- Enunciado da tarefa: Traduza para o inglês a frase do texto de origem "Sou assim, não perco tempo com bagatelas, se é de perder, que seja de valor."

- Texto de origem:
++++++++++

E às vezes, juro, aqueles olhos de papel, serenamente desditosos, perseguem-me. Vê tu para o que me havia de dar.

terça-feira, 8 de julho de 2014

Joana Carneiro na Gulbenkian

Por um fortuito acaso comprei bilhete para o último concerto da temporada na Gulbenkian. Desconhecendo que era último. Movida a súbita saudade, abri o pc e achei um bom preço num horário inesperado por inabitual, ainda por cima com a maestrina que todo o ano desejei ver: Joana Carneiro – não sei o exacto porquê, mas ser portuguesa e mulher, num lugar cativo de homens, contribuíu. Quase tudo vendido, escolhi o lugar 1 da fila 28 e só muito depois me deitei a pensar que devia ser longíssimo do palco. Tinha comprado. Nada a fazer. Para não desanimar, e porque me pareceu um bom castigo à imparável distracção que acompanha o eu de mim, nem espreitei a planta da sala que, aliás, tinha visto sem ver, quando escolhera o lugar.  
Cheguei cedo e flanei pela secção de compras, onde aproveitei para perder os óculos de sol de que mais gostei até hoje. Sou assim, não perco tempo com bagatelas, se é de perder, que seja de valor. Ainda desatendida do rombo, sentei-me rodeada de meus vagares, na grata surpresa de estar mesmo junto ao palco e, graças ao enviesado do lugar, poder admirar a maestrina. A tal que, em vão, quisera assistir. Felizmente não esquecera os óculos normais e a perda manteve-se incógnita. O meu céu, azul e sem nuvens.

++++++++++

- Dados apresentados:
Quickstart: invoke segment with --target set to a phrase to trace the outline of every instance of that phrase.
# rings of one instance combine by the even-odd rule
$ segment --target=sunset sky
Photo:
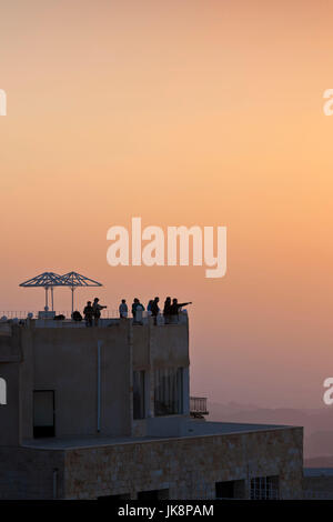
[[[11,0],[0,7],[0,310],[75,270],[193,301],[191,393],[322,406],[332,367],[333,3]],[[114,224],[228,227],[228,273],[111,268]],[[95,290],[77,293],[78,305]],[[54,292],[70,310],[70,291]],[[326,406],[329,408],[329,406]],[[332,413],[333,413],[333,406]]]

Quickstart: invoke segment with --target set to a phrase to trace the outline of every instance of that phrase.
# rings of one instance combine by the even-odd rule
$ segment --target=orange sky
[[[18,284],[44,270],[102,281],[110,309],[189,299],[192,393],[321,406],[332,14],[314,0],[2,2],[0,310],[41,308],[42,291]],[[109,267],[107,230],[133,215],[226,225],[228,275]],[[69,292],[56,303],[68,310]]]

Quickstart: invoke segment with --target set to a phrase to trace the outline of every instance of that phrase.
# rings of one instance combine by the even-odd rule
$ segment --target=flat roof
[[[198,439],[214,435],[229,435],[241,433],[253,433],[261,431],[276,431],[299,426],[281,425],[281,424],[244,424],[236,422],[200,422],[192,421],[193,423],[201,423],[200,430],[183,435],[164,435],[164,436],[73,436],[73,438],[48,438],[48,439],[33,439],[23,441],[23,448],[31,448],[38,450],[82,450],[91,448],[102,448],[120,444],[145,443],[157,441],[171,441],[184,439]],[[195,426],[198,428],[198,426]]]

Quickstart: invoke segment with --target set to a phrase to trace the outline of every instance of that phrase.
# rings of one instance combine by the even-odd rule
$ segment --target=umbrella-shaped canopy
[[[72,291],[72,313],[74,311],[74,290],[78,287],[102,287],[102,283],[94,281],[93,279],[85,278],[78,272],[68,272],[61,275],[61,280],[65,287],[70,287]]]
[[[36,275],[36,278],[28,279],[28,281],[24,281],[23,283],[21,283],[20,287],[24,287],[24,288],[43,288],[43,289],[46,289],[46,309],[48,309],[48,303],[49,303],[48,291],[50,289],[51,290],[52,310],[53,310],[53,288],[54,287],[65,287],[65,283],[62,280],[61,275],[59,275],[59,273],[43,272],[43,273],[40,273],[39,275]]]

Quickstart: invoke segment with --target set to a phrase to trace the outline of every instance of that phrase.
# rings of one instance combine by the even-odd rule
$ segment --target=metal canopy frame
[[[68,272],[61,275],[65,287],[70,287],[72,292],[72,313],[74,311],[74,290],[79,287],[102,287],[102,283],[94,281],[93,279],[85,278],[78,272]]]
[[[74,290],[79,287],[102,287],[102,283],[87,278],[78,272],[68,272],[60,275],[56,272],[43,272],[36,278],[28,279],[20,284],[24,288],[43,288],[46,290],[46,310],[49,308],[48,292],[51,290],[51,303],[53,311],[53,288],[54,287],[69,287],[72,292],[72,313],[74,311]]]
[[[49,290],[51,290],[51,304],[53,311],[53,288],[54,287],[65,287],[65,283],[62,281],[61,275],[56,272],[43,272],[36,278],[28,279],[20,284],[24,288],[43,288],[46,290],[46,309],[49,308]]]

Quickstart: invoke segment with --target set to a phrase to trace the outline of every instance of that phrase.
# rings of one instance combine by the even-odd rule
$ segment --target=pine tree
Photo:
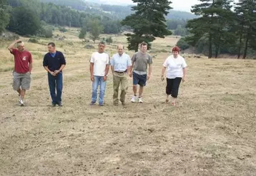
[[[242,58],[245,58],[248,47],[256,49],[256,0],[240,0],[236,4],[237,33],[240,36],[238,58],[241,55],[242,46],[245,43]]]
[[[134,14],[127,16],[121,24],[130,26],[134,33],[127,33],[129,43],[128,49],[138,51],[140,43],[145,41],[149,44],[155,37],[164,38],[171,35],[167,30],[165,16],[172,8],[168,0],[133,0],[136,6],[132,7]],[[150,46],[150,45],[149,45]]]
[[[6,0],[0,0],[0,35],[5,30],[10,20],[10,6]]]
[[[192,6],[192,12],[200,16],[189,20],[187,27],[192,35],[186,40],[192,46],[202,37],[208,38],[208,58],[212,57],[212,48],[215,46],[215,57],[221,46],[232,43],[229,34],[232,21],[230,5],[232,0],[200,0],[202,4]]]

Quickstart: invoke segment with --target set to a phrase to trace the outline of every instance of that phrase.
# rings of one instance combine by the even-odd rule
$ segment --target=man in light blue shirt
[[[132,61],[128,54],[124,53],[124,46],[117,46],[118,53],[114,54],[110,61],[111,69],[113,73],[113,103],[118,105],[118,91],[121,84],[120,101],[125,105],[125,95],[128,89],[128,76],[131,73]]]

++++++++++

- Resolução do exercício: That's how I am: I don't waste time on trifles; if something is to be lost, let it be something of value.